* OBJECTIVE *
Set out the lines from the one containing "Label every instance of yellow" through the one containing "0, 0, 1000, 453" as a Markdown table, with each line's row number under Number and the line itself under Line. Leave out blank lines.

····················

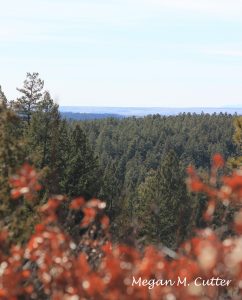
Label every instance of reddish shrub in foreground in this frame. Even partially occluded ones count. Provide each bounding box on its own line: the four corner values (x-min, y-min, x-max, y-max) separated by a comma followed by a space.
0, 155, 242, 300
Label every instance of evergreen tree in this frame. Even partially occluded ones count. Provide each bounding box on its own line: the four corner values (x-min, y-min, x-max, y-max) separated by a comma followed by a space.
27, 92, 60, 169
137, 151, 191, 248
0, 85, 8, 106
62, 125, 100, 198
13, 73, 44, 125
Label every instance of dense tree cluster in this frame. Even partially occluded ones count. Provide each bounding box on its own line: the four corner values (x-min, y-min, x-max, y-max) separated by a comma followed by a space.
0, 154, 242, 300
0, 73, 240, 249
0, 73, 100, 241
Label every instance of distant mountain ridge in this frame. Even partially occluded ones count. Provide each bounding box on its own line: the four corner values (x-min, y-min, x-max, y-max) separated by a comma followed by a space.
61, 111, 125, 120
60, 106, 242, 119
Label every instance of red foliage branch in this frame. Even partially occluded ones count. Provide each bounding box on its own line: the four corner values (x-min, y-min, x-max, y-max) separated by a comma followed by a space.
0, 155, 242, 300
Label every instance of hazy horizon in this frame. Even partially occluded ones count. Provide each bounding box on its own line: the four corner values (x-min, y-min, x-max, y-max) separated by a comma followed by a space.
0, 0, 242, 107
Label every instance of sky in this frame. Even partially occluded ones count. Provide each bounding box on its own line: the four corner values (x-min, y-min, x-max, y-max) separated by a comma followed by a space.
0, 0, 242, 107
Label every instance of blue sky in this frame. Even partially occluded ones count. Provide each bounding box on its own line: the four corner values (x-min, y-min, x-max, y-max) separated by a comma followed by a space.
0, 0, 242, 107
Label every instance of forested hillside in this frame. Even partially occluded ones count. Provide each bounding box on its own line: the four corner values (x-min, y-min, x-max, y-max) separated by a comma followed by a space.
0, 73, 242, 300
0, 73, 236, 248
77, 114, 236, 242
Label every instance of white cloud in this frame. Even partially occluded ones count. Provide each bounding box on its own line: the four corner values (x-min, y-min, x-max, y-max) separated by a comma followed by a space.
139, 0, 242, 18
202, 49, 242, 58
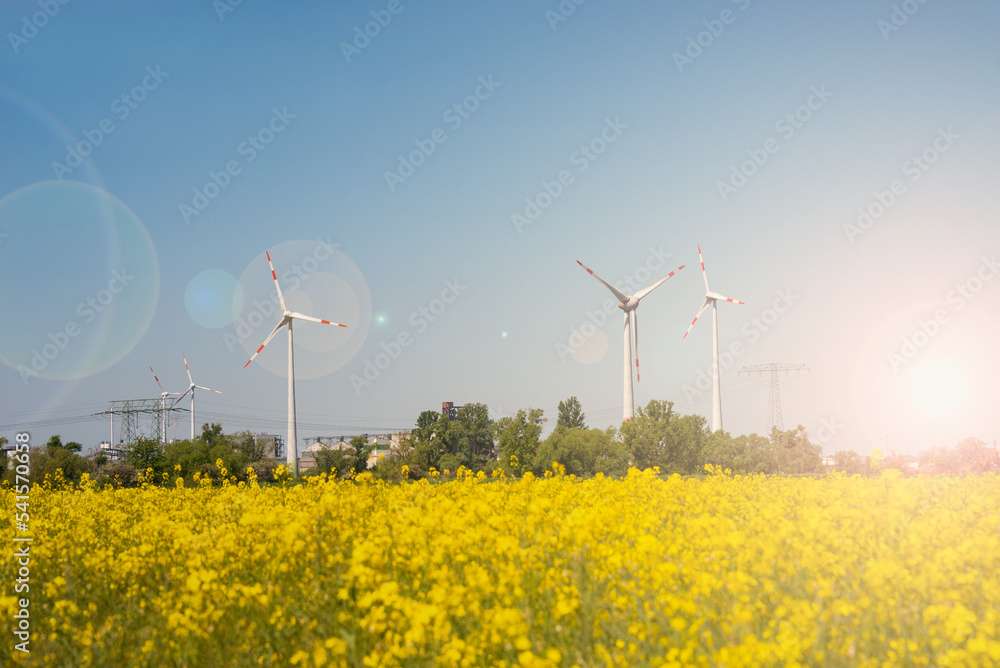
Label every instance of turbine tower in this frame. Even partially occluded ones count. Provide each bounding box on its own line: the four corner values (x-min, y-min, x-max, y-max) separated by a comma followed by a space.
576, 260, 684, 422
683, 245, 745, 432
243, 252, 347, 476
171, 353, 225, 441
149, 367, 181, 443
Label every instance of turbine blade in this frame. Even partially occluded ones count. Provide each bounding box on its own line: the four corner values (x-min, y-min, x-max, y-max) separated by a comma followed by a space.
698, 244, 712, 292
712, 292, 746, 304
576, 260, 628, 304
170, 384, 195, 408
264, 251, 288, 314
681, 299, 712, 339
243, 318, 288, 369
149, 367, 166, 392
632, 308, 639, 383
634, 264, 687, 299
291, 311, 347, 327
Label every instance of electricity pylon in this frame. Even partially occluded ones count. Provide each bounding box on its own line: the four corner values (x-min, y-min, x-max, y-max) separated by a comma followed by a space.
740, 362, 810, 434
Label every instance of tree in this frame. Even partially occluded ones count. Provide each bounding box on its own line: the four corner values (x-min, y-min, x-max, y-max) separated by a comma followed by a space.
125, 436, 166, 474
350, 436, 371, 473
201, 422, 224, 446
449, 404, 496, 470
833, 450, 868, 475
493, 408, 545, 476
407, 404, 493, 470
413, 411, 441, 442
227, 430, 270, 463
556, 397, 587, 430
45, 434, 83, 452
316, 448, 355, 477
620, 399, 710, 473
704, 430, 778, 475
771, 425, 823, 474
534, 425, 612, 476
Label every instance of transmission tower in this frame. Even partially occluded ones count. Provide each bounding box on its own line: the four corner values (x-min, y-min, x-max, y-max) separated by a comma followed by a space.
740, 362, 810, 434
105, 399, 177, 449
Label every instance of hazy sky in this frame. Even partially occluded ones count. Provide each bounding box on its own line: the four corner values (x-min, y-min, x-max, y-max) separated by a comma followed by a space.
0, 0, 1000, 454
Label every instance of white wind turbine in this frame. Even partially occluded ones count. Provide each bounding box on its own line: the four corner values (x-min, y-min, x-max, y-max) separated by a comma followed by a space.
243, 252, 347, 475
149, 360, 187, 443
576, 260, 685, 422
171, 353, 225, 441
683, 245, 745, 432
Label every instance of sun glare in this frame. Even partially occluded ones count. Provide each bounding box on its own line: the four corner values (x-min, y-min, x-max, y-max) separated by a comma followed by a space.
911, 360, 966, 414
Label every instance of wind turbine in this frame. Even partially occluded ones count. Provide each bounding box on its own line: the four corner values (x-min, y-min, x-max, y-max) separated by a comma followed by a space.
243, 251, 347, 476
149, 360, 186, 443
683, 244, 745, 432
171, 353, 225, 441
576, 260, 685, 422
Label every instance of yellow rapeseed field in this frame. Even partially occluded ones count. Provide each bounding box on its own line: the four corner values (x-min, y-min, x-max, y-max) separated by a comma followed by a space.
0, 466, 1000, 667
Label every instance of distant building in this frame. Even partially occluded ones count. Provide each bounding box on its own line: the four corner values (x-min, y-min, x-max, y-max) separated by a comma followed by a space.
97, 441, 128, 462
253, 434, 287, 460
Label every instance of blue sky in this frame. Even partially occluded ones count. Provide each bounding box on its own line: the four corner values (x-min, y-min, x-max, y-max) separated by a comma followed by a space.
0, 0, 1000, 453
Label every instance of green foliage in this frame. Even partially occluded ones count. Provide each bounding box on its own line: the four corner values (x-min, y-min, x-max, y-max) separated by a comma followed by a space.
405, 404, 493, 471
316, 449, 354, 477
41, 445, 92, 482
534, 425, 614, 476
201, 422, 224, 446
94, 462, 139, 487
704, 430, 778, 475
125, 437, 167, 475
621, 399, 710, 473
833, 450, 871, 475
494, 408, 548, 476
920, 437, 1000, 475
771, 425, 823, 474
345, 436, 374, 473
226, 430, 270, 462
250, 462, 274, 485
556, 396, 587, 428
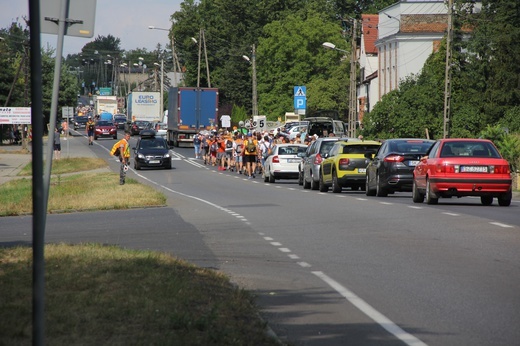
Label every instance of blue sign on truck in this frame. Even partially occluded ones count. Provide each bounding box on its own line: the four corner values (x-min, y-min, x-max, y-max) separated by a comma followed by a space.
167, 87, 218, 147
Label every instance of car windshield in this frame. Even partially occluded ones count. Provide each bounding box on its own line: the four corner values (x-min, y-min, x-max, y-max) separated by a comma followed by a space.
441, 141, 501, 159
320, 141, 336, 155
343, 144, 379, 154
97, 120, 114, 126
139, 138, 168, 149
278, 145, 307, 155
390, 141, 433, 154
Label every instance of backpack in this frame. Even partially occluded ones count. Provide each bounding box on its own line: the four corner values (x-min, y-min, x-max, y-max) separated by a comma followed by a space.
110, 141, 121, 156
246, 139, 256, 154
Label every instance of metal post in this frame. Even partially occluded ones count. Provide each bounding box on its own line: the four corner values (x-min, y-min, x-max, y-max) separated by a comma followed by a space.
251, 44, 258, 116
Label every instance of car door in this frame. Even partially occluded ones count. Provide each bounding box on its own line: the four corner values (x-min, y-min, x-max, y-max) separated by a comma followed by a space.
367, 142, 388, 187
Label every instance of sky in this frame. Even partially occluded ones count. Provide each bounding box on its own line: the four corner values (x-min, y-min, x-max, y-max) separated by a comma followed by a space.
0, 0, 182, 56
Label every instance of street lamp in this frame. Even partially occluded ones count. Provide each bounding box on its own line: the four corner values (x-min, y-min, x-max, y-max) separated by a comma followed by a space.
154, 59, 164, 117
242, 45, 258, 117
322, 39, 357, 137
148, 25, 181, 87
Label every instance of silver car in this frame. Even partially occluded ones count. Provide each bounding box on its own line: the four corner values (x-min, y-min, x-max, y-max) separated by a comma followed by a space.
298, 137, 339, 190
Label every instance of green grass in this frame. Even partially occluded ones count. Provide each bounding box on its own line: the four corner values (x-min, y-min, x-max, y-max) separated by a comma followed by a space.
0, 244, 278, 345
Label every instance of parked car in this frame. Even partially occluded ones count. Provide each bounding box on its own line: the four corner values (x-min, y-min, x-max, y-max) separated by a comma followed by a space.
74, 116, 88, 130
319, 140, 381, 193
298, 137, 339, 190
412, 139, 512, 207
132, 130, 172, 170
150, 122, 168, 137
128, 120, 152, 136
365, 138, 435, 197
94, 120, 117, 140
264, 144, 307, 183
114, 114, 126, 129
304, 117, 347, 137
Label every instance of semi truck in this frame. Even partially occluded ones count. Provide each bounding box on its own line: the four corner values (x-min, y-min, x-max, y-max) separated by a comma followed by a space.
167, 87, 218, 147
127, 91, 162, 122
94, 95, 117, 115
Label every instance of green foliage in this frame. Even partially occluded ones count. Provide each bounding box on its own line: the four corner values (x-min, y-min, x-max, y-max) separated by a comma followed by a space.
481, 125, 520, 172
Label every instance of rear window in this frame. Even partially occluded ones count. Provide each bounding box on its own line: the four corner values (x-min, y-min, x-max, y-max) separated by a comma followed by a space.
343, 144, 379, 154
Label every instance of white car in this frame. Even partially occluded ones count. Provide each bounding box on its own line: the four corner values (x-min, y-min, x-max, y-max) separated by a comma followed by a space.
264, 144, 307, 183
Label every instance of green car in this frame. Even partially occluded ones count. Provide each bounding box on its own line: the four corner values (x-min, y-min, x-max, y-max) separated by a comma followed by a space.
319, 139, 381, 193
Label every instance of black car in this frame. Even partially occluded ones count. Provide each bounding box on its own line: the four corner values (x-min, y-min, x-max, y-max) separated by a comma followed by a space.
128, 120, 152, 136
132, 130, 172, 170
365, 138, 435, 197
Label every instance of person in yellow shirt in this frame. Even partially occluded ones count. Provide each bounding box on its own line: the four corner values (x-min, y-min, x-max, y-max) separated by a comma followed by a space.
119, 131, 130, 185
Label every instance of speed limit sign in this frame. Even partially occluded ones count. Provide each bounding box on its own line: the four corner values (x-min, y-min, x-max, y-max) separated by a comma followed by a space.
253, 115, 267, 131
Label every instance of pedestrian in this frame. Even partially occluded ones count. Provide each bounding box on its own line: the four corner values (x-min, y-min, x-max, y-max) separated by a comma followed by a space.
54, 128, 61, 160
244, 132, 258, 179
119, 131, 131, 185
85, 115, 96, 145
193, 133, 202, 159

····················

* WRITTEN REPLY *
| Number | Line |
|---|---|
| 1 | Label every instance of yellow rapeseed field in this frame. Even partially occluded ones count. Provide each bounding box on its own line: the four corner values (x-min, y-min, x-max, y-max) separated by a comma followed by a space. |
| 2 | 0, 466, 1000, 667 |
| 3 | Label every instance of distant building in this frame. Even partially occluded ones count. Provide each bounding box on its own line: the four corner values (x-min, y-min, x-max, y-max) separated by a comma followed by a space. |
| 4 | 97, 441, 128, 462 |
| 5 | 253, 434, 287, 460 |
| 6 | Label every instance of blue sky in this frame. Even partially occluded ones count. Provide each bounding box on its own line: the four corner values (x-min, y-min, x-max, y-max) separated by a comma followed by a space. |
| 7 | 0, 0, 1000, 453 |